• _What to work on_:
The copy must match the data below line for line and contain no images.

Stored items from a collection

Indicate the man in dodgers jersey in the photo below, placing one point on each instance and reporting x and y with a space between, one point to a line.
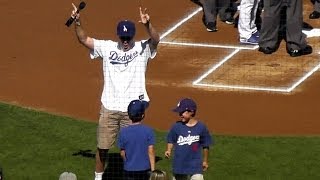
124 67
247 28
188 137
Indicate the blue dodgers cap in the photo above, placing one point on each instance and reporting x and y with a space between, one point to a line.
137 107
186 104
126 28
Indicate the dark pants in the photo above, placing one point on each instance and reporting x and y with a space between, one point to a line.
212 8
137 175
269 34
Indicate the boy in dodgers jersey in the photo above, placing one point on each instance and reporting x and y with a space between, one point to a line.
124 67
188 137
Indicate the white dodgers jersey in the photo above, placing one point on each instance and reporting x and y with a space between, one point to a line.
124 72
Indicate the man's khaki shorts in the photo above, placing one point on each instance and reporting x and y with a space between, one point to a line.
109 126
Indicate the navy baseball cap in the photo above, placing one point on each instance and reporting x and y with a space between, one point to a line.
126 28
186 104
137 107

• _Task answer_:
Indicate the man in dodgers jersey in the photo below, placing one point on each instance and reporting x and y with a space between, one point to a line.
124 67
247 28
188 137
Indicate the blue dodgers cap in the photo above, placing one point on each instance and reporting x and y with a space between, one point to a line.
137 107
186 104
126 28
Indicate the dark pants in the photo above, placing one point on each instance and reporting x and y with a space between, one point to a line.
212 8
137 175
269 34
Indicate the boy in dodgers jersey in the photo above, placing one point on each instance and reporting x and y with a space between, one point to a line.
124 67
188 137
Indicate the white dodgers jersey in the photo above, placing one point on each instance and reporting x and y with a space between, one point to a line.
124 72
Indicate the man's khaki shorts in the photo above, placing one point on each instance and reporting x and y with a space between, one point to a line.
109 126
Indicate the navy baseball cap in the photo above, placing one point on each instance and reporting x and y with a space between, one point to a line.
126 28
186 104
137 107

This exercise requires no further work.